━━━ SOURCE
The “pay as you fly” model made news in recent months when the German state of Lower Saxony issued a call for airlines to make it the dominant model, abolishing advance payment on flight bookings. The German Business Travel Association has been pushing the model as well, and Lufthansa last year launched such a program for corporate customers on some flights within Europe. But could this become a more widely used model in the global airline industry?
Jennifer Watkins: Lufthansa was the first one to do it and is still doing it in some markets. Alaska Airlines does something similar, but it’s more like a subscription model where you can sign up and get access to certain flights at a set rate that is set at the beginning of the year, and it’s in specific markets. The big challenge always is, how does an airline manage their inventory in that environment? Corporates kind of have the same flexibility when they buy nonrefundable tickets. You don’t have anything to lose, basically, with a nonrefundable ticket, although with the refundable ticket situation, there’s a lot of refunding back and forth, which adds noise into the ecosystem that maybe people would like to get rid of.
━━━━━━
━━━ DATA
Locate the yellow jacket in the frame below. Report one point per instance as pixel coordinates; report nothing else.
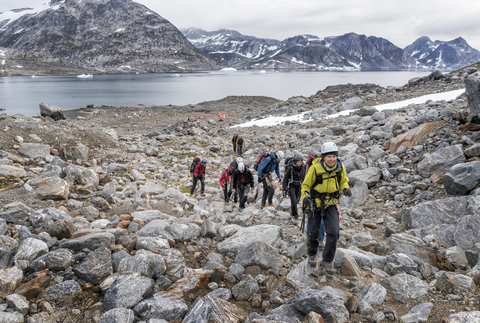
━━━━━━
• GIVEN INSTRUCTION:
Can you reproduce the pay-as-you-fly text from "Jennifer Watkins: Lufthansa" to "get rid of."? Rely on the pay-as-you-fly text alone, not on the lines.

• RESULT OF THIS TASK:
Jennifer Watkins: Lufthansa was the first one to do it and is still doing it in some markets. Alaska Airlines does something similar, but it’s more like a subscription model where you can sign up and get access to certain flights at a set rate that is set at the beginning of the year, and it’s in specific markets. The big challenge always is, how does an airline manage their inventory in that environment? Corporates kind of have the same flexibility when they buy nonrefundable tickets. You don’t have anything to lose, basically, with a nonrefundable ticket, although with the refundable ticket situation, there’s a lot of refunding back and forth, which adds noise into the ecosystem that maybe people would like to get rid of.